### Text passage
Content starts

Memory Decoder: A Pretrained, Plug-and-Play Memory for Large Language Models

📝 Paper Summary

Memory internalization Domain adaptation

Memory Decoder is a small, standalone transformer trained to mimic external retrieval distributions, which can then be interpolated with any base LLM for instant, efficient domain adaptation without fine-tuning the base model.

Core Problem

Adapting LLMs to specialized domains currently requires a trade-off: either expensive full-parameter retraining (DAPT) that risks forgetting, or high-latency retrieval (RAG) that searches massive external datastores at inference time.

Why it matters:

Full retraining (DAPT) is computationally prohibitive for large models and must be repeated for every new model architecture, wasting resources.
Retrieval-Augmented Generation (RAG) adds significant inference latency due to nearest-neighbor searches and long context processing.
Existing methods lack portability; domain knowledge learned by one model cannot be easily transferred to another without retraining.

Concrete Example: When adapting a general LLM to the biomedical domain, DAPT requires retraining billions of parameters, while RAG must search a massive clinical database for every token generation. Memory Decoder avoids both by carrying the database 'internalized' in a small plugin model.

Content ends

(Entries drawn from a dataset)

Content starts

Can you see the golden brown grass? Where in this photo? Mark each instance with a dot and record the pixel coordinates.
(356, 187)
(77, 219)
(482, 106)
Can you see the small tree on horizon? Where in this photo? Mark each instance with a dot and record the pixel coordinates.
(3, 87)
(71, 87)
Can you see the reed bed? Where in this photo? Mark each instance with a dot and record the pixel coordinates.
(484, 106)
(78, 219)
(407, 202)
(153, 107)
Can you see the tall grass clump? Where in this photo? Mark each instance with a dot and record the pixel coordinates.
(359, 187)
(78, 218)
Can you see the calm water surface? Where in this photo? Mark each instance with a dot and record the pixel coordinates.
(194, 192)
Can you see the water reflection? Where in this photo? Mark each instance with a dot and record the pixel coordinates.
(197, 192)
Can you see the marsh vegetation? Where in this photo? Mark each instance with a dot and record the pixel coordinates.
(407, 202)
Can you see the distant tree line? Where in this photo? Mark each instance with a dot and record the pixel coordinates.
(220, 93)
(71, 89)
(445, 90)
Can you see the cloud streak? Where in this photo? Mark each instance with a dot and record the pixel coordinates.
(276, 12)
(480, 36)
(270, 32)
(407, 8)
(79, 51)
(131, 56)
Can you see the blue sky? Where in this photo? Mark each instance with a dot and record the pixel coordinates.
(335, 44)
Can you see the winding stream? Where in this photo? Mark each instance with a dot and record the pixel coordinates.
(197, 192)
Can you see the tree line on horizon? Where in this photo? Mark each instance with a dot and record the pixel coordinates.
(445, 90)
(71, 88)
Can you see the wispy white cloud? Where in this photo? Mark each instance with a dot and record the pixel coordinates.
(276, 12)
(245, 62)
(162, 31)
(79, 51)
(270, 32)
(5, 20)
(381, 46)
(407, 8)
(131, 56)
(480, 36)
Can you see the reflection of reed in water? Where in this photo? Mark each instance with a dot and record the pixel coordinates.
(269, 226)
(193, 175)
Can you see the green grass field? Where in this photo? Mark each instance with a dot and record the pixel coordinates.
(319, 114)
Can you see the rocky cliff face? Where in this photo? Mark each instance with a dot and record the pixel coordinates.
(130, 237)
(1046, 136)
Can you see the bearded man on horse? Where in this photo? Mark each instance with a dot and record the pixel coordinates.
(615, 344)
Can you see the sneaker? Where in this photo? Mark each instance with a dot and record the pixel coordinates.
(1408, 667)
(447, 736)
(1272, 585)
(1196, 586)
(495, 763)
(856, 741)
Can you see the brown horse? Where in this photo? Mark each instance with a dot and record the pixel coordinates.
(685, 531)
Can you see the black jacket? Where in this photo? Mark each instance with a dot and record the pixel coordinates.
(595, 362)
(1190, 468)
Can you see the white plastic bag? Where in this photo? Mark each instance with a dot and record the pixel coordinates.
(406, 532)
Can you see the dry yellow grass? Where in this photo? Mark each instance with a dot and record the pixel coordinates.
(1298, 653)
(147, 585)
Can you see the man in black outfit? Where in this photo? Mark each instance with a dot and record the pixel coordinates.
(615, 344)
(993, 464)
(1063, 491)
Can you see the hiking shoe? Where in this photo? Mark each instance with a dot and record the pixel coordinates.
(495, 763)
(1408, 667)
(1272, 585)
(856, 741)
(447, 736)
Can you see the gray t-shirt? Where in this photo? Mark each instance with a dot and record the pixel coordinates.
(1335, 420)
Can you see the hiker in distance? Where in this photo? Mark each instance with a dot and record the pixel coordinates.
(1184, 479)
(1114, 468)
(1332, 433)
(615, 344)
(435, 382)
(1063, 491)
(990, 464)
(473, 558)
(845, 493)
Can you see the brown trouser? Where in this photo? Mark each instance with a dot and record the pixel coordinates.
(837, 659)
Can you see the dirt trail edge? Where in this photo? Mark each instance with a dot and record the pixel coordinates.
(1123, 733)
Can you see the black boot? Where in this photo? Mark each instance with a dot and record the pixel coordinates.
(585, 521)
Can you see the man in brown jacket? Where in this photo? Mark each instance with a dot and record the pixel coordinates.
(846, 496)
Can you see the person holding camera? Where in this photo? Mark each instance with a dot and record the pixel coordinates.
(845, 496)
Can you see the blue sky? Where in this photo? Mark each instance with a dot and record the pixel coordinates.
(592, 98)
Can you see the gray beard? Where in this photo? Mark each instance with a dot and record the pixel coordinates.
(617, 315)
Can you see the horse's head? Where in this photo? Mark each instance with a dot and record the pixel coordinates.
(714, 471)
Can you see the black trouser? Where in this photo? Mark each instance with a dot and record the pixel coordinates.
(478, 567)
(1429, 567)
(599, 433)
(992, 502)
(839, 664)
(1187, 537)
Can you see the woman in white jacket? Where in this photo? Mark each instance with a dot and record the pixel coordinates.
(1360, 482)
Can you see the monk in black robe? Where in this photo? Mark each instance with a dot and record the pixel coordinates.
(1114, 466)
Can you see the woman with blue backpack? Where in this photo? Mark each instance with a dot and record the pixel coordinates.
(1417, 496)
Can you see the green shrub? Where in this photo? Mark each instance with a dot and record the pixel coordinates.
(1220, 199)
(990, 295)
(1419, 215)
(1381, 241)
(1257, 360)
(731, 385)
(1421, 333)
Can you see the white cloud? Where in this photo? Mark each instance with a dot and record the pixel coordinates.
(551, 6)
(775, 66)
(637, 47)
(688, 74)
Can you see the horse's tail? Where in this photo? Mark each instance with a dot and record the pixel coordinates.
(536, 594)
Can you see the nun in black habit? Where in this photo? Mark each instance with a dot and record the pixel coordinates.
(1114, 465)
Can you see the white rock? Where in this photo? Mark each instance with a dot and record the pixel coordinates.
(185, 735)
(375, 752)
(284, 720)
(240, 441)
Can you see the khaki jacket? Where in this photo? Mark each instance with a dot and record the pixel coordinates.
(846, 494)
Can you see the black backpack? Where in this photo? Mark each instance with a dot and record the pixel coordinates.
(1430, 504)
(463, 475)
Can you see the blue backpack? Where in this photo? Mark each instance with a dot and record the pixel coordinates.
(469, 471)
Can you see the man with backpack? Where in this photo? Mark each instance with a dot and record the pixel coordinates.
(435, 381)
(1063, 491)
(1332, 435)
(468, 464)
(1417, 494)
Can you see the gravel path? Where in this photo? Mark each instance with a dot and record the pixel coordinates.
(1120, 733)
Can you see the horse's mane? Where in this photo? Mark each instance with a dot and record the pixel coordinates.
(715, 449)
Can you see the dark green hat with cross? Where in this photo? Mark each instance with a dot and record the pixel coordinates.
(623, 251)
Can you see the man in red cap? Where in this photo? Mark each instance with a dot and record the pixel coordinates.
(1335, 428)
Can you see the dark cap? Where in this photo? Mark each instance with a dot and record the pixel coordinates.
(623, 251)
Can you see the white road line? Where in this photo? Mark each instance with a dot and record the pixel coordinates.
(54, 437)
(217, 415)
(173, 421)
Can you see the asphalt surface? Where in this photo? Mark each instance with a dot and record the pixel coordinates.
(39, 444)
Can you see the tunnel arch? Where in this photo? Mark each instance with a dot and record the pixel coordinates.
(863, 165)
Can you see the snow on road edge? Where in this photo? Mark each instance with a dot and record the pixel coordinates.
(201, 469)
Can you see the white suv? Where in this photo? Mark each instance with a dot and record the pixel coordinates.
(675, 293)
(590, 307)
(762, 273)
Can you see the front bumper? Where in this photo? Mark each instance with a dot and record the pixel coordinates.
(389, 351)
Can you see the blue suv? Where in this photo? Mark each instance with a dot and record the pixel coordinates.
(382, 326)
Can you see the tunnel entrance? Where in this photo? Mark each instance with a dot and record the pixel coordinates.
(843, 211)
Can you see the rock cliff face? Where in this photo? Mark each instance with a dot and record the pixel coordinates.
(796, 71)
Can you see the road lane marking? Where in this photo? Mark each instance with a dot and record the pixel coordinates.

Content ends

### Exercises
1 - In the Memory Decoder summary, what is the small, standalone transformer trained to mimic?
2 - Continue the Memory Decoder summary from the point where it stops.

### Responses
1 - External retrieval distributions.

2 -
Key Novelty

Distilling Non-Parametric Retrieval into a Parametric Decoder

Trains a small decoder-only model to predict the output probability distribution of a k-nearest neighbor (kNN) retriever, effectively compressing a large external datastore into model weights.
Enables 'plug-and-play' adaptation: the trained Memory Decoder runs in parallel with *any* frozen LLM (sharing the same tokenizer) and their outputs are linearly interpolated, instantly adapting the LLM to the domain.

Architecture

The dual-stage process of Memory Decoder: (1) Pre-training phase where the decoder learns to mimic kNN distributions from a datastore, and (2) Inference phase where the trained decoder runs in parallel with a frozen PLM.

Evaluation Highlights

Reduces perplexity by an average of 6.17 points across biomedical, financial, and legal domains compared to base models.
A single 0.5B parameter Memory Decoder successfully adapts the entire Qwen2.5 family (ranging from 0.5B to 72B parameters) to the finance domain.
Achieves 1.28x inference latency overhead, significantly faster than kNN-LM (2.17x) and In-Context RAG (1.51x).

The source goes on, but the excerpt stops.